══ Information given
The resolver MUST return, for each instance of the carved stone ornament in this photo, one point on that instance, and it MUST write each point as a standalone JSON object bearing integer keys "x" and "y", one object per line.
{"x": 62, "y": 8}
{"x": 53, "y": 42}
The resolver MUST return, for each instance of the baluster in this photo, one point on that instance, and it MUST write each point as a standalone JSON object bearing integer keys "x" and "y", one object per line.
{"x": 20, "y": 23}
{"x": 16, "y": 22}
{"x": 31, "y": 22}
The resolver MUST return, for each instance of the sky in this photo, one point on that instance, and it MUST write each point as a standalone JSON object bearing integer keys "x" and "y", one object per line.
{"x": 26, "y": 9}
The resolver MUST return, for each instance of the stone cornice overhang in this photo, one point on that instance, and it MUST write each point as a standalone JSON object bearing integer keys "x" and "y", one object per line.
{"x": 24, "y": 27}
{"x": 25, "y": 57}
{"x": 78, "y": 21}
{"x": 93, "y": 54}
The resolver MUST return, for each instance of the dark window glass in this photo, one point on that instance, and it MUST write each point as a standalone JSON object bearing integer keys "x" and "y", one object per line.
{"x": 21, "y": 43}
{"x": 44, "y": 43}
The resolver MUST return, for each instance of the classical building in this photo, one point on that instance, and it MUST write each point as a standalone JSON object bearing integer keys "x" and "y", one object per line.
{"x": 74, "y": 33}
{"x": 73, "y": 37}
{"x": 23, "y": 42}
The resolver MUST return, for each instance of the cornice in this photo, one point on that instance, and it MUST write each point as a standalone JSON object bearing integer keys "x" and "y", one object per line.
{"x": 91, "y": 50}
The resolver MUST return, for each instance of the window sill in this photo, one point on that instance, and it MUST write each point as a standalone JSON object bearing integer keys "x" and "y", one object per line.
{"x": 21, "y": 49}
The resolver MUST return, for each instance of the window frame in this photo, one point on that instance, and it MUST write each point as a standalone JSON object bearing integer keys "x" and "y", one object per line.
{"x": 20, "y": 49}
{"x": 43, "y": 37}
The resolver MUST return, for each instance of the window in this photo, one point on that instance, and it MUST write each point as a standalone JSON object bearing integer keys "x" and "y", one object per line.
════
What you should do | Print the records above exactly as they appear.

Result of the task |
The resolver MUST return, for each instance of the carved stone ornament in this photo, one point on that instance, and it MUST write each point as a standalone JSON object bearing integer keys "x" and "y", one object per line.
{"x": 62, "y": 8}
{"x": 53, "y": 42}
The resolver MUST return, for each instance of the baluster in this photo, one point on that instance, and it MUST write each point as a standalone JSON object bearing integer keys "x" and "y", one object per line.
{"x": 20, "y": 23}
{"x": 16, "y": 22}
{"x": 31, "y": 22}
The resolver MUST return, for each instance of the sky in this photo, one point on that instance, and it MUST write each point as a standalone JSON object bearing integer keys "x" and "y", one object per line.
{"x": 26, "y": 9}
The resolver MUST return, for each instance of the stone cornice overhang in this photo, one point on that instance, and it MUST write each point as a standalone JSON object bearing integer keys "x" and "y", one object per line.
{"x": 24, "y": 27}
{"x": 25, "y": 57}
{"x": 78, "y": 21}
{"x": 93, "y": 54}
The resolver MUST return, for each instance of the dark window glass in this photo, one point on that instance, and it MUST write each point as a standalone JSON object bearing integer keys "x" and "y", one object per line.
{"x": 21, "y": 43}
{"x": 44, "y": 43}
The resolver MUST return, for each instance of the classical building in this photo, one point on that instance, and it MUST write each point as a standalone JSON object bearing integer keys "x" and "y", one object per line.
{"x": 74, "y": 33}
{"x": 73, "y": 37}
{"x": 23, "y": 42}
The resolver MUST return, for each instance of the cornice in this photo, one point on that instance, and it MUST write each point as a standalone JSON object bearing integer keys "x" and "y", one object per line.
{"x": 91, "y": 50}
The resolver MUST return, for each instance of the window sill in this photo, one point on that instance, and it MUST write each point as a standalone JSON object bearing integer keys "x" and "y", one object per line.
{"x": 21, "y": 49}
The resolver MUST return, for each instance of the window frame in this photo, one point on that instance, and it MUST write each point as a standalone JSON object bearing integer keys "x" and "y", one object per line.
{"x": 20, "y": 49}
{"x": 43, "y": 37}
The resolver MUST return, for each instance of the window in this photo, one point on that instance, and it MUST write each point as a standalone JSON object bearing integer keys "x" and "y", one object per line.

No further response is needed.